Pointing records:

»»

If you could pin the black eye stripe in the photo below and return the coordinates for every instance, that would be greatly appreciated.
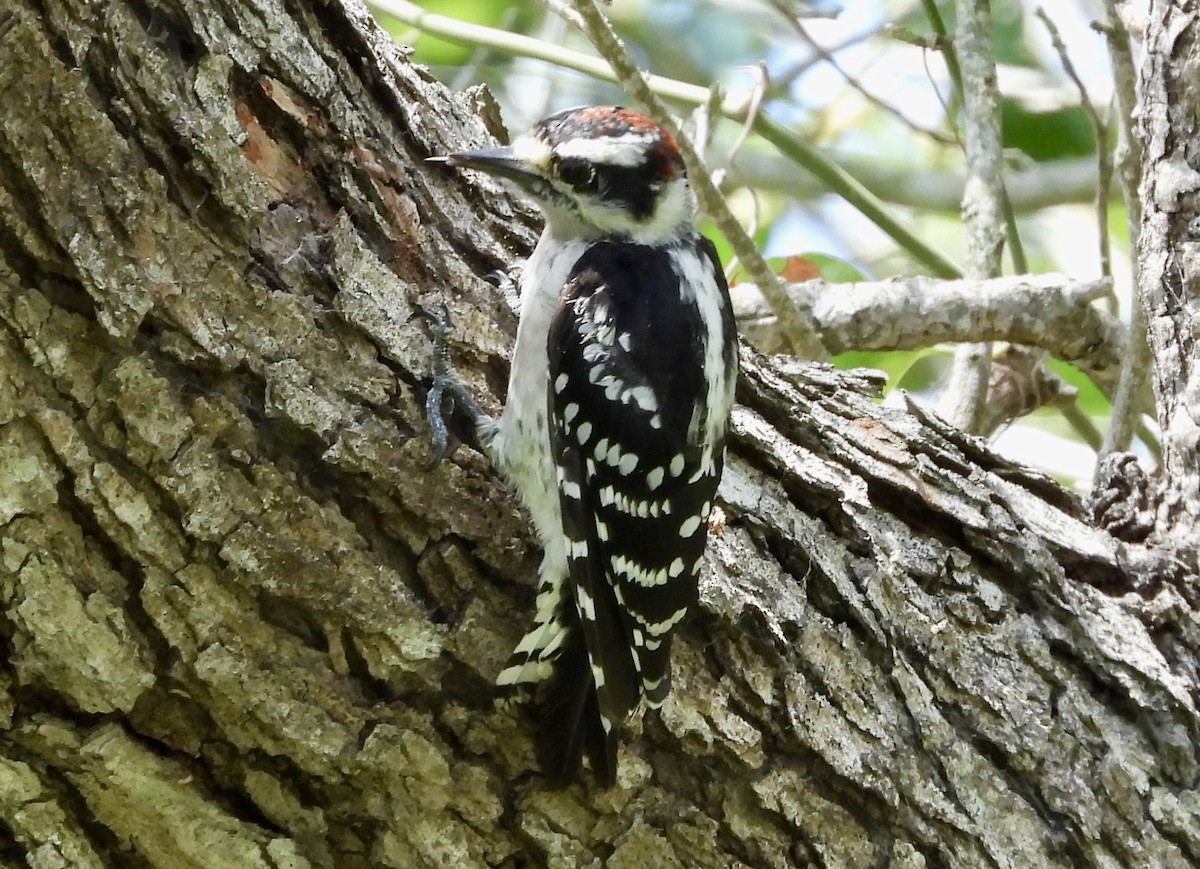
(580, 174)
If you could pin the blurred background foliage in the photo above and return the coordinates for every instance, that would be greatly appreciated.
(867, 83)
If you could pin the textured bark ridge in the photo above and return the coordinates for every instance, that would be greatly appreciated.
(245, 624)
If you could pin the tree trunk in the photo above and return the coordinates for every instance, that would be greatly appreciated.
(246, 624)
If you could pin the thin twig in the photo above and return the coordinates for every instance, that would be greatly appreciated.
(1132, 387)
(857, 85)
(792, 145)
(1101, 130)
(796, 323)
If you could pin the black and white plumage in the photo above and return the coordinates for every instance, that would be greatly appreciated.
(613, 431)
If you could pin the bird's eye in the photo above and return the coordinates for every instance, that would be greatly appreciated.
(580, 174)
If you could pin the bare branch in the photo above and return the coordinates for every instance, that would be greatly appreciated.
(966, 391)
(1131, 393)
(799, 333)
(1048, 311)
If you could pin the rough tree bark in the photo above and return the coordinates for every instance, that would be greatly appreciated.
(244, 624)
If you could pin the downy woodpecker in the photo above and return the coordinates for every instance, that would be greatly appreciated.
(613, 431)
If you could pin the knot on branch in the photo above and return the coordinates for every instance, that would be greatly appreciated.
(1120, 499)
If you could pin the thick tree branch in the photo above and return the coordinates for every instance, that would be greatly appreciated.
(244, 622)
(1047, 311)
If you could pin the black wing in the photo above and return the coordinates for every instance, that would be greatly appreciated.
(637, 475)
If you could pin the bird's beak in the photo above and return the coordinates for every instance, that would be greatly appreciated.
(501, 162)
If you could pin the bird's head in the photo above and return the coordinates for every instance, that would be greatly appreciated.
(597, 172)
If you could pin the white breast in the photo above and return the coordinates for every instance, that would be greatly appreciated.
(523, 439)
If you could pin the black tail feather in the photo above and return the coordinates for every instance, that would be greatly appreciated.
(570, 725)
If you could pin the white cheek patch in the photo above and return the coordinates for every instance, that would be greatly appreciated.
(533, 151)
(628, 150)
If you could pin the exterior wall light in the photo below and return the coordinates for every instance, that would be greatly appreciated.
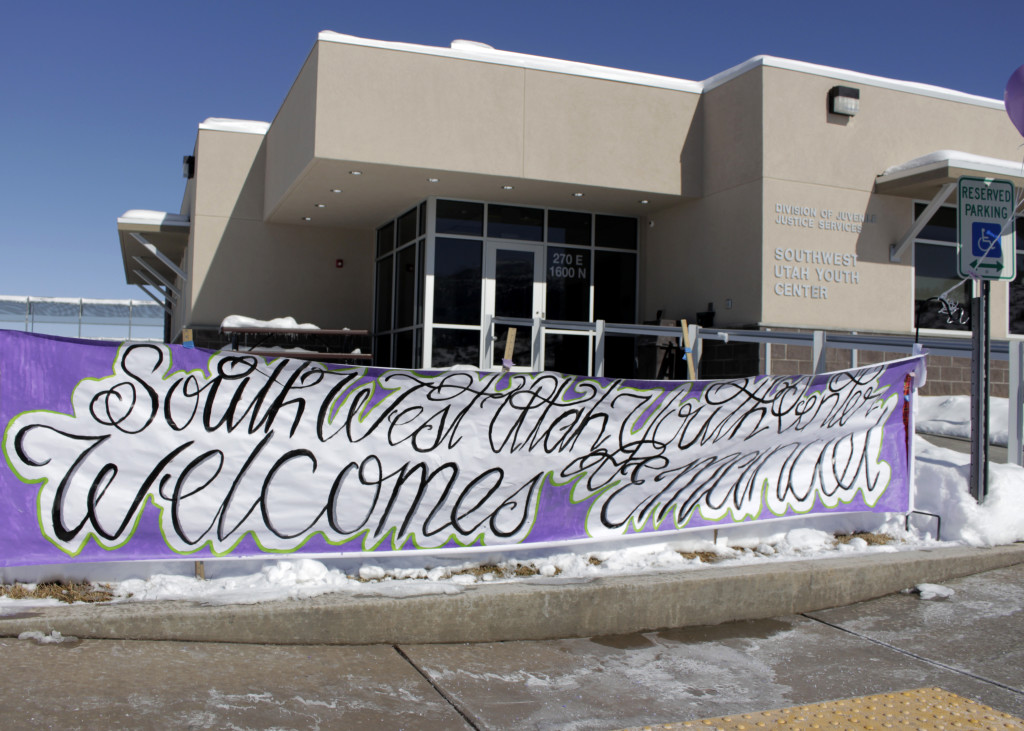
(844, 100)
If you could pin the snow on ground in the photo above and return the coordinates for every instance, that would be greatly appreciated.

««

- GIVEN EXERCISE -
Restate verbatim the lines running from the line with "If you could pin the bird's eye" through the end of the material; both ends count, and images are omitted.

- RESPONSE TO THIS TASK -
If you could pin the bird's eye in the photo above and return the coordinates for every instance, that would be greatly appreciated.
(580, 174)
If you could pin the bare branch in the photo above and return the coordinates for every instance, that would be greatly appreciated.
(966, 391)
(1131, 393)
(799, 333)
(1048, 311)
If you could pin the rough tree bark in the photo above and return the coordinates for every instance, that would be greatly appreciated.
(244, 624)
If you could pin the downy woodpecker in the photo above and return the coordinates for every instance, that would be greatly appreciated.
(613, 431)
If you could pin the knot on branch in the photo above and return the coordinates for every instance, that would be greatly appreciated.
(1120, 499)
If you could pin the thick tree branch in the photo above and return the coordinates for every instance, that would be greatly appreciated.
(244, 622)
(1047, 311)
If you could pin the black wing in the photo above and return the coordinates for every instance, that would be greatly appreciated.
(637, 475)
If you could pin the bird's beak in the photo above and return the coordinates for every instance, that would be greatly appreciated.
(501, 162)
If you could pin the bird's head in the photo above and return the coordinates for every instance, that would be greatly appreciated.
(597, 172)
If you could pin the white breast in the photo above and return the coordinates for every instance, that would be greatly appreciated.
(523, 439)
If you could pin the black tail feather in the photo above and return the coordinates for every instance, that would be greatly appreciated.
(570, 725)
If you could pin the white cheek patch in the photo above and return the coordinates for every instance, that would be greatly appreciated.
(533, 151)
(628, 150)
If you could pin the exterior wall light in the photo below and return the coordinates for every instance, that would be greatly appreciated.
(844, 100)
If you could pin the snow on ground in the photo above and return the coordinates for every instance, that would be greatly appreciated.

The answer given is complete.